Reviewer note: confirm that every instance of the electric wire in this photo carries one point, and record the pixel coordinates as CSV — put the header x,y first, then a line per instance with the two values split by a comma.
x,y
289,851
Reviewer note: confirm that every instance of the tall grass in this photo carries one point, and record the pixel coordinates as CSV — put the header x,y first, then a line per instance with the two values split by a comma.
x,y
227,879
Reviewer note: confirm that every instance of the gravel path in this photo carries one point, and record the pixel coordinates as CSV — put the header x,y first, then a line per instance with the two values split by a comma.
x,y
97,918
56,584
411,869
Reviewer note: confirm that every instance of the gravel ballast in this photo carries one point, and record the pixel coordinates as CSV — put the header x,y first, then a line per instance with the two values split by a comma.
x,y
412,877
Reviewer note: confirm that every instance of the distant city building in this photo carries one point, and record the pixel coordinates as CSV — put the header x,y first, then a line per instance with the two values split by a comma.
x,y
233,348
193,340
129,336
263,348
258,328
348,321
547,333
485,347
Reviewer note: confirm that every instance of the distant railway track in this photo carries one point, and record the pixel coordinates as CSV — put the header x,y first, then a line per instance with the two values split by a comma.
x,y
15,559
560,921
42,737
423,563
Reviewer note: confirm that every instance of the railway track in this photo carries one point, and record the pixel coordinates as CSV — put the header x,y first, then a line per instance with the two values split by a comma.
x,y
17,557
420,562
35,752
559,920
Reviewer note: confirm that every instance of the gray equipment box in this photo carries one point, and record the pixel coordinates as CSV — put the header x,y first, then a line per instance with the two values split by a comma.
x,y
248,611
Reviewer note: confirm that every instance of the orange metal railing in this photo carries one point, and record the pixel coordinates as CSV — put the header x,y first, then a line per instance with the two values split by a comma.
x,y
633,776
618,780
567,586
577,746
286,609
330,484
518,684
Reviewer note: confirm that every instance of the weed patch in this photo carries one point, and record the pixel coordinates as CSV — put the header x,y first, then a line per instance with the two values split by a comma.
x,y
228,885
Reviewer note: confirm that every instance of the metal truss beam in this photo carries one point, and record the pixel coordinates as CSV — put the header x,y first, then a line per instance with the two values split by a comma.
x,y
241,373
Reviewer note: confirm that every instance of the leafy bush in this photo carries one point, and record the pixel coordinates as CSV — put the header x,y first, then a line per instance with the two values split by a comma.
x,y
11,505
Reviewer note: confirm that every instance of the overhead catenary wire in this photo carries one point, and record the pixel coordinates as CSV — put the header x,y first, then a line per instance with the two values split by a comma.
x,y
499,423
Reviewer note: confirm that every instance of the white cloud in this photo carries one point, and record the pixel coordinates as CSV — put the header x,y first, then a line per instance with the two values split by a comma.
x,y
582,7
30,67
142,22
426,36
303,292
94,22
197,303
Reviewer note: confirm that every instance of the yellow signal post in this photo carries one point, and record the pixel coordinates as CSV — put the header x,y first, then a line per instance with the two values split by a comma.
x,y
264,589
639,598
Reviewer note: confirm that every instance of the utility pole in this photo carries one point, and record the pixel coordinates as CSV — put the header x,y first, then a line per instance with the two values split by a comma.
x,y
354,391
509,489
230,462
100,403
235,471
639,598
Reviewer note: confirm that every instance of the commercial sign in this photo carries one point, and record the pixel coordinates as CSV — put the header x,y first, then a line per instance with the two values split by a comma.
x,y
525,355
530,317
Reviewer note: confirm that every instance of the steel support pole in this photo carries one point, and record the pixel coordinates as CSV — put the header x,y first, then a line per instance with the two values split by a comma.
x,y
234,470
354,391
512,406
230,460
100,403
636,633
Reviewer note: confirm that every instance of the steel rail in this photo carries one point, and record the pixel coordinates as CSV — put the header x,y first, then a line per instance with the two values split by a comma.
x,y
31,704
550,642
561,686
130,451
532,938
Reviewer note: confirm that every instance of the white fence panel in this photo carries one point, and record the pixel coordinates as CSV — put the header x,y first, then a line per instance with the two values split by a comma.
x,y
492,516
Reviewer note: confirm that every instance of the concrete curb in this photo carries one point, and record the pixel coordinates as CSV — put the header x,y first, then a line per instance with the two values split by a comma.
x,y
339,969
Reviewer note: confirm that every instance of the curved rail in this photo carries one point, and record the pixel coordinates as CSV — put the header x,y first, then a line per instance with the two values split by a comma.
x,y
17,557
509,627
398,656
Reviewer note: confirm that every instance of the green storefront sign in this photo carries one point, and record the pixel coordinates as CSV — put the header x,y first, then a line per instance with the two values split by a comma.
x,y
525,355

# [Set task]
Begin at the line that contains "Reviewer note: confirm that every instance of the white fence" and continue through the end of the items. Give those lines as a Markdown table with the columns Row and Line, and omit any blank lines.

# [Solution]
| Row | Line |
|---|---|
| 1 | Reviewer note: confirm that every instance of the white fence panel in this photo carries one point, and record the pixel coordinates as CSV — put the header x,y first, then a line per instance with the two values split by a comma. |
| 2 | x,y |
| 3 | 492,516 |
| 4 | Reviewer note: confirm that every instance of the concrete curb in this photo carries one point, and record the pixel coordinates as CSV — put the header x,y first, then a line per instance with the two values split by a comma. |
| 5 | x,y |
| 6 | 339,969 |
| 7 | Reviewer note: confirm that every instance of the curved rail in this photo carries one point, and record the pixel coordinates as CSV — put the header x,y first, then a line per instance with the two values split by a comma. |
| 8 | x,y |
| 9 | 17,557 |
| 10 | 509,627 |
| 11 | 398,656 |
| 12 | Reviewer note: confirm that every instance of the green storefront sign in this photo carries one point, and record the pixel coordinates as CSV — put the header x,y first, then a line per instance with the two values split by a comma. |
| 13 | x,y |
| 14 | 525,355 |